§ Consigne:
Pouvez-vous recopier mot pour mot le passage de l'extrait source compris entre « Le blog de l'auteur. » et « sorti en 2005. », bornes incluses ?

§ Extrait source:
________________
Recueil de nouvelles, lu par Du bleu, Hambreelie, Lali, Liratouva, Paris secret, Thé au Jasmin.
Le blog de l'auteur.
Rentrée littéraire: 8/14
L'adjectif "parisophile" existe quelque part dans la blogosphère. Il s'applique à merveille au petit recueil de douze nouvelles, signé de la blogueuse Myriam Thibault, qui a paru en août dernier aux éditions Leo Scheer. Son titre? "Paris, je t'aime". Son sujet? Tout est dans le titre, avec un clin d'oeil à un film d'Olivier Assayas, sorti en 2005.
________________
§ Données fournies:
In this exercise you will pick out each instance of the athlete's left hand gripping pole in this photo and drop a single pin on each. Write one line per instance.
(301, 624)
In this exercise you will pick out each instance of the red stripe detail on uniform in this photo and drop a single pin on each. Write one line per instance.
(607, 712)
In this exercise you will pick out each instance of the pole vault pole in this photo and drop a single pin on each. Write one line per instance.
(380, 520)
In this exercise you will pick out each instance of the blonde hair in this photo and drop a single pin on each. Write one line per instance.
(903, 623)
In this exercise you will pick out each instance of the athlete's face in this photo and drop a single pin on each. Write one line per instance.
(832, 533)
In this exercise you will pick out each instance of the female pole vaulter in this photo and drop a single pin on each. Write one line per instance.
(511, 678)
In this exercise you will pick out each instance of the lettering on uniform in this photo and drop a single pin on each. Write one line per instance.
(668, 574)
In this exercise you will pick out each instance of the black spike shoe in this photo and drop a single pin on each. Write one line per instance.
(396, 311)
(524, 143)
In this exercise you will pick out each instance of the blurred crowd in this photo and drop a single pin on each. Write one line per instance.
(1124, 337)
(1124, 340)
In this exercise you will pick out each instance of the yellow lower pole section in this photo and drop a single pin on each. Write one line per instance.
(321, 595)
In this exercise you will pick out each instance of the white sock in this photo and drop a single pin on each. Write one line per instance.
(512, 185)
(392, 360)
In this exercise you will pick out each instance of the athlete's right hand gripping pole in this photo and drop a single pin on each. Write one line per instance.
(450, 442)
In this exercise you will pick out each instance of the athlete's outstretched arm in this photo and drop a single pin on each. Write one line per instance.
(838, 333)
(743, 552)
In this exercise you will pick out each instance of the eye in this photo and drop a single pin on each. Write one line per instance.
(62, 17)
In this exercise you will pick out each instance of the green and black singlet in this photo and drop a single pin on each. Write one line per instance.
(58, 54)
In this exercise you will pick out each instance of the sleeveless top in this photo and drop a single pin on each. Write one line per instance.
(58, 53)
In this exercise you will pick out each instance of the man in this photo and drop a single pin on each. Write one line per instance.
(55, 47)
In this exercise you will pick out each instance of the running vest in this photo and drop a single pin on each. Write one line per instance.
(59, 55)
________________
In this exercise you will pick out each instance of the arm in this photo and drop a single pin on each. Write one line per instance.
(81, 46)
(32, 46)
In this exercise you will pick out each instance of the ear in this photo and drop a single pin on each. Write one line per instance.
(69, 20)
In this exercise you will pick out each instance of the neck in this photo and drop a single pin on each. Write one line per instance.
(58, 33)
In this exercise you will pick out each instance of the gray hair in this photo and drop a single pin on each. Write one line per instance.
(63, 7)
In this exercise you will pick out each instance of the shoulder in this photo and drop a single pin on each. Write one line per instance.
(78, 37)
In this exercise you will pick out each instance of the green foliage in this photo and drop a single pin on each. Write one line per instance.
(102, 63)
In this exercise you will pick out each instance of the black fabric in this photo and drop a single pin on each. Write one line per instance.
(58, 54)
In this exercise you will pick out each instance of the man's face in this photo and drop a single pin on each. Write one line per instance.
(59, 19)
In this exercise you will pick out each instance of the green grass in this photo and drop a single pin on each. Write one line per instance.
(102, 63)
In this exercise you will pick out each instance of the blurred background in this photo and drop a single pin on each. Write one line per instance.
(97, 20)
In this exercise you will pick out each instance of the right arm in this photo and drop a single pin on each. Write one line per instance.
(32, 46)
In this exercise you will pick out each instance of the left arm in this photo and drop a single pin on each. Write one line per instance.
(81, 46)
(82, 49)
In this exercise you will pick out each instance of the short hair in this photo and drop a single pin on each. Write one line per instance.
________________
§ Réponse:
Le blog de l'auteur.
Rentrée littéraire: 8/14
L'adjectif "parisophile" existe quelque part dans la blogosphère. Il s'applique à merveille au petit recueil de douze nouvelles, signé de la blogueuse Myriam Thibault, qui a paru en août dernier aux éditions Leo Scheer. Son titre? "Paris, je t'aime". Son sujet? Tout est dans le titre, avec un clin d'oeil à un film d'Olivier Assayas, sorti en 2005.